_Exercise:_
Write out every item again, substituting "each on its own line" for each occurrence of "one per line" and leaving all other text unchanged.

Extracted items:
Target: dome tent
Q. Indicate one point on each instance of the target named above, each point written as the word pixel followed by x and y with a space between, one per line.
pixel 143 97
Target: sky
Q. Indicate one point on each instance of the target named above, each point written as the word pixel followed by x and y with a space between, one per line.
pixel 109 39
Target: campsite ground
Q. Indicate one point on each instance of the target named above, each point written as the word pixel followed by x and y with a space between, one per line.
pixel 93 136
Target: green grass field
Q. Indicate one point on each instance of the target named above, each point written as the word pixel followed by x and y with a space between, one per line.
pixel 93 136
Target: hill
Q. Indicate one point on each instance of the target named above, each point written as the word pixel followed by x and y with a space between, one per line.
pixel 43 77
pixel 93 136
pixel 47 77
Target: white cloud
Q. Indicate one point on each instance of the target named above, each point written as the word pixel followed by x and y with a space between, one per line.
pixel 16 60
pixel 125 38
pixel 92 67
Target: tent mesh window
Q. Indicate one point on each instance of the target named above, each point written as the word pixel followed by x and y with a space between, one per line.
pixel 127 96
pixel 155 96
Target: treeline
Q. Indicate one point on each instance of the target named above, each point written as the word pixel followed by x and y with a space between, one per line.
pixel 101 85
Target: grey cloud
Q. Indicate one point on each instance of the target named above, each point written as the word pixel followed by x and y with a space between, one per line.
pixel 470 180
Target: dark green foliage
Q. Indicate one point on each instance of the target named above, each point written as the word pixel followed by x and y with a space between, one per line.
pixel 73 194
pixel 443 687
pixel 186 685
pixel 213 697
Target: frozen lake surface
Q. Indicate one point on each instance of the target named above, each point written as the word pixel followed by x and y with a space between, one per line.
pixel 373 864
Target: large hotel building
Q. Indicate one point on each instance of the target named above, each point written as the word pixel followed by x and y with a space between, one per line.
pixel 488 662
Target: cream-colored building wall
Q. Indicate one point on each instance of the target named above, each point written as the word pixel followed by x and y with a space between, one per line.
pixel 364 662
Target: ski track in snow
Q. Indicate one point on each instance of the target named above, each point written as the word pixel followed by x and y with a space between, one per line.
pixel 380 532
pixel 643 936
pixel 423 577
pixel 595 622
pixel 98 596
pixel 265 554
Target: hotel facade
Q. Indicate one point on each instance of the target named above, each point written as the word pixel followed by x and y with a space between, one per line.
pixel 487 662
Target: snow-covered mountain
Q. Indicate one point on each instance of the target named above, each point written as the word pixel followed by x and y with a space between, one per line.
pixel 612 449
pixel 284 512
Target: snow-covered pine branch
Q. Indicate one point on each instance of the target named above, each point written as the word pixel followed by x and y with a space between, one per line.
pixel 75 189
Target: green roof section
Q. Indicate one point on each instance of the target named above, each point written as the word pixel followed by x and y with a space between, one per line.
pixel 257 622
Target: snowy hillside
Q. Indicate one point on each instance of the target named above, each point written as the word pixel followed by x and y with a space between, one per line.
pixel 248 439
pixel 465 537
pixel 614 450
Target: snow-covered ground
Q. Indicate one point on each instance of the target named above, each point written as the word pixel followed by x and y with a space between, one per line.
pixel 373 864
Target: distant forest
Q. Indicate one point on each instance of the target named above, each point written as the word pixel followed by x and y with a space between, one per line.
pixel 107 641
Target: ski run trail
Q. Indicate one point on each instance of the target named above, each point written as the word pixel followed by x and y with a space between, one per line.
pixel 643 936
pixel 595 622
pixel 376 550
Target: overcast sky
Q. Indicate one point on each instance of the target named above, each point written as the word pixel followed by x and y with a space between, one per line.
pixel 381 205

_Solution:_
Target: dome tent
Q. Indicate one point on each instance of the target named above, each point written as the word pixel followed by x and y with a space between, each on its own line.
pixel 143 97
Target: sky
Q. Indicate one point on each instance of the target named above, each point written as the word pixel followed by x and y with a space between, each on its own line.
pixel 109 39
Target: campsite ground
Q. Indicate one point on each instance of the target named above, each point written as the word pixel followed by x and y with a space between, each on its own line.
pixel 93 136
Target: green grass field
Q. Indicate one point on each instance of the target named above, each point written as the word pixel followed by x and y with a space between, each on its own line.
pixel 93 136
Target: hill
Q. Indicate one point on each instance of the target named above, each point written as the word pixel followed by x and y with a space between, each on its own line.
pixel 43 77
pixel 93 136
pixel 47 77
Target: white cloud
Q. Indicate one point on each instance of the target named above, each point written as the word pixel followed by x and y with a space between, each on its own line.
pixel 16 60
pixel 125 38
pixel 92 67
Target: tent mesh window
Q. Indicate one point on each instance of the target named above, each point written as the word pixel followed by x and y with a space between, each on its own line.
pixel 127 96
pixel 155 96
Target: treeline
Q. Indicate one point on each instance of the target named above, each point written as the word pixel followed by x and y with a space between, each on its own line.
pixel 101 85
Target: grey cloud
Q. Indicate one point on each instance of the target named above, each point written as the word pixel followed by x and y with a space between, each on its own line.
pixel 470 180
Target: dark green foliage
Q. Indicate one point on each instance of the target named above, each point written as the word pixel followed by x and y with a space between, each on its own line.
pixel 73 194
pixel 443 687
pixel 186 685
pixel 213 697
Target: frozen lake surface
Q. Indicate one point on each instance of the target named above, each point written as the word pixel followed by x and y with a space between, each on its own line.
pixel 373 864
Target: large hotel building
Q. Indicate one point on each instance of the target named above, each point written as the word pixel followed by x and y with a space between, each on its own line.
pixel 488 662
Target: cream-colored building wall
Q. Indicate one point on each instance of the target named above, each point written as the word pixel followed by x and y with a space between, each on its own line.
pixel 364 662
Target: ski track in snow
Q. Indicate one point on each instance of the target named above, each point written as the word pixel followed by x and y with a space between, each on its own line.
pixel 380 532
pixel 643 936
pixel 423 577
pixel 595 622
pixel 98 596
pixel 265 554
Target: hotel facade
Q. Indicate one point on each instance of the target named above, each point written as the word pixel followed by x and y with a space between, each on its own line.
pixel 487 662
Target: snow-covered mountain
Q. Indicate one point on each instance of the target named above, each point written as the word pixel followed by x and y with a space between, each on its own line.
pixel 612 449
pixel 284 512
Target: snow-covered pine branch
Q. Indicate one point on each instance of the target named above, each point written as the word pixel followed by x and y with a space between, each on its own line.
pixel 75 189
Target: green roof section
Q. Indicate one point on each instance of the target named above, each point written as the word pixel followed by x and y with a space between, each on its own line.
pixel 257 622
Target: snowy hillside
Q. Indicate one point on each instance of the target named above, each point written as the word pixel followed by x and y with a space between, each on its own line.
pixel 248 439
pixel 465 537
pixel 614 450
Target: snow-covered ground
Q. Indicate one point on each instance of the target named above, each point written as the word pixel followed by x and y with a space between, each on its own line.
pixel 373 864
Target: distant forest
Q. Indicate one point on each instance of the target named above, each point written as the word pixel followed by x and y with a space between, each on its own line.
pixel 107 641
Target: ski run trail
Q. Indicate one point on each instance of the target named above, each point written as the word pixel followed by x and y with a space between, each on its own line.
pixel 643 936
pixel 595 622
pixel 376 550
Target: overcast sky
Q. Indicate one point on each instance of the target named above, each point written as the word pixel followed by x and y with a space between, each on its own line.
pixel 381 205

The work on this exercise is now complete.